==== Data shown

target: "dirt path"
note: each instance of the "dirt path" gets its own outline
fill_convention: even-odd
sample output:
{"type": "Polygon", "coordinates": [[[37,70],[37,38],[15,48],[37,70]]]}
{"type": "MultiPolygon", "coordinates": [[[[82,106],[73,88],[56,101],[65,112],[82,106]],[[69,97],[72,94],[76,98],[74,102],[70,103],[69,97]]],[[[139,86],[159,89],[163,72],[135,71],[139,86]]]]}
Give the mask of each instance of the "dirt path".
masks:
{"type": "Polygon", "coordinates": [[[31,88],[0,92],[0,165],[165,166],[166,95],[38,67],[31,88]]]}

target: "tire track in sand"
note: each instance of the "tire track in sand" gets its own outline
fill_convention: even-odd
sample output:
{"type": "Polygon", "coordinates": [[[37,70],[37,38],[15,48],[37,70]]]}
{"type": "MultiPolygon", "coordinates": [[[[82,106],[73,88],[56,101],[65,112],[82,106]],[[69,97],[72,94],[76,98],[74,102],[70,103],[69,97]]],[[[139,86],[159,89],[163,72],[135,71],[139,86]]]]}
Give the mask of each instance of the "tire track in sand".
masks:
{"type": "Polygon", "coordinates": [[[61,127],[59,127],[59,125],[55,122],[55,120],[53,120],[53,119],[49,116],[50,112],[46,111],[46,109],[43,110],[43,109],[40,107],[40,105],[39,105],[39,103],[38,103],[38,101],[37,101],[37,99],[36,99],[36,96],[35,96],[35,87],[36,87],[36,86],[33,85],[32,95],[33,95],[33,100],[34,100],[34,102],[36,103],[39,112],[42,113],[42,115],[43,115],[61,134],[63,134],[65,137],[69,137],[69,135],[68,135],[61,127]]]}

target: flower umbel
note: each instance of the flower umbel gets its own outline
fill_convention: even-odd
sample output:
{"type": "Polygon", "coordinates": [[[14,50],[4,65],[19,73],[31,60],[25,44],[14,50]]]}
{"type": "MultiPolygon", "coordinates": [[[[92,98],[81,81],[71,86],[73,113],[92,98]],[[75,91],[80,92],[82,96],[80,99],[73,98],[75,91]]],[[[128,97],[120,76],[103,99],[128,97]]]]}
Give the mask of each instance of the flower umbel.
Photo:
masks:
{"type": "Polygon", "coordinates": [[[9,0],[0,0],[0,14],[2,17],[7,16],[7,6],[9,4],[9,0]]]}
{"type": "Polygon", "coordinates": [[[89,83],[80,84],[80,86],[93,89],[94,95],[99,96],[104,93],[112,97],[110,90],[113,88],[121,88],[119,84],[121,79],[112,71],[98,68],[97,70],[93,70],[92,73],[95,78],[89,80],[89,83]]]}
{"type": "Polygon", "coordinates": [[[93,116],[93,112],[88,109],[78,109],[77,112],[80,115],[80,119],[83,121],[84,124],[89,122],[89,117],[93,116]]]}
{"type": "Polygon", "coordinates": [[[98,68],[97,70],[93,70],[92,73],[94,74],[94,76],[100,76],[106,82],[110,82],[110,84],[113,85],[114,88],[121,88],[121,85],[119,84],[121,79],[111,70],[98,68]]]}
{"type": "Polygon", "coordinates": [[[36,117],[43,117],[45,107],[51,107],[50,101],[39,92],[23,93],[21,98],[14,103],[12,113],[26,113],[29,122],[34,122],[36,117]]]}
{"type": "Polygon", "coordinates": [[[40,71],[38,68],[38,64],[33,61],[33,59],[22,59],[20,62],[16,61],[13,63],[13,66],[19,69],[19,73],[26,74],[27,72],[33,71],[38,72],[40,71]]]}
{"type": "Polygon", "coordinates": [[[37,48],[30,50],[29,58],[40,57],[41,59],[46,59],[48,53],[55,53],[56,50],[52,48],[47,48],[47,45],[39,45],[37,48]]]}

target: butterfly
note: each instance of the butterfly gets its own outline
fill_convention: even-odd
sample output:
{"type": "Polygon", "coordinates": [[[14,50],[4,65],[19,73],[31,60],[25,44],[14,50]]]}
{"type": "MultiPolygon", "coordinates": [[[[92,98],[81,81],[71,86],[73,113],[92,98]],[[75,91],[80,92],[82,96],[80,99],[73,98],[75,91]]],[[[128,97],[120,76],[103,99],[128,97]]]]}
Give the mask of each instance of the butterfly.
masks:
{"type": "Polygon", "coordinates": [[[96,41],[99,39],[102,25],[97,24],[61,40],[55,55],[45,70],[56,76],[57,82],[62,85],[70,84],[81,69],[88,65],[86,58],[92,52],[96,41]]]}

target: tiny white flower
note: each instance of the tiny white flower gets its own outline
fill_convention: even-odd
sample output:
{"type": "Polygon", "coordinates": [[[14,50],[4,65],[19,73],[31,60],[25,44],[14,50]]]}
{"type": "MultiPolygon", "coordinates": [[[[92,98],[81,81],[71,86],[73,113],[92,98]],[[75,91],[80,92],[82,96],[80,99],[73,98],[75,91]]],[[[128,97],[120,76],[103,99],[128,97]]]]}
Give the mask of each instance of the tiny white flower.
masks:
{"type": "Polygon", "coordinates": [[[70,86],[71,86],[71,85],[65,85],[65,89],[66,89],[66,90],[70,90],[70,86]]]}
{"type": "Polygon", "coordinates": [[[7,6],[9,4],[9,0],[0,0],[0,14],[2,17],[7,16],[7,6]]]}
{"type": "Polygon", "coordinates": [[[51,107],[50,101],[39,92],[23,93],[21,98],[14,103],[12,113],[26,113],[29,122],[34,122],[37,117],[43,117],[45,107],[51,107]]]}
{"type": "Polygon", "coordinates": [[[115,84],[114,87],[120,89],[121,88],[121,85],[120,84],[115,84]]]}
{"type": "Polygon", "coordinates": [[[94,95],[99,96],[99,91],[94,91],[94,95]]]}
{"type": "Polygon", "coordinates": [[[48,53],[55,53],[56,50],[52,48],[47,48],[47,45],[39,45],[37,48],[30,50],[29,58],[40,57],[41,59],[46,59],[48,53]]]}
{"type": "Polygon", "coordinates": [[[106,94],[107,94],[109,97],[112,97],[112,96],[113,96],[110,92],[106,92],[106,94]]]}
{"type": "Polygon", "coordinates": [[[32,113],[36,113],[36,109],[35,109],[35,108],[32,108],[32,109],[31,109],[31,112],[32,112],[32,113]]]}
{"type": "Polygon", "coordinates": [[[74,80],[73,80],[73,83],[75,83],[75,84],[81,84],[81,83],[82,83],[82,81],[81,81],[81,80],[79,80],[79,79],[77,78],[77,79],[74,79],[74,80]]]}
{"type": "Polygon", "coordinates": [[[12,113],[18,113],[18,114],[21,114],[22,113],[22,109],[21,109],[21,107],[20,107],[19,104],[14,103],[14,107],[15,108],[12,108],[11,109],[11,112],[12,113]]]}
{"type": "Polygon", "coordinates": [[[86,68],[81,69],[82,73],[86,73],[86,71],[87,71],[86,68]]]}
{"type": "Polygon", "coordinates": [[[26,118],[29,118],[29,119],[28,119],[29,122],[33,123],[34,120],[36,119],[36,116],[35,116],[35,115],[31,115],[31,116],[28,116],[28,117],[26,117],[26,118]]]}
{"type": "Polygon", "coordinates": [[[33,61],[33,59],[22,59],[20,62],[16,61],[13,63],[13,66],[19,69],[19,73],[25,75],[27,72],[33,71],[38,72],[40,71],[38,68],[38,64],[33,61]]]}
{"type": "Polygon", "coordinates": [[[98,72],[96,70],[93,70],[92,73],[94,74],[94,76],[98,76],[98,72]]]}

========

• What the task requires
Every line containing the string "butterfly" should be pulled from the listing and copied.

• Solution to the exercise
target: butterfly
note: each instance of the butterfly gets its own outline
Give the mask of each instance of the butterfly.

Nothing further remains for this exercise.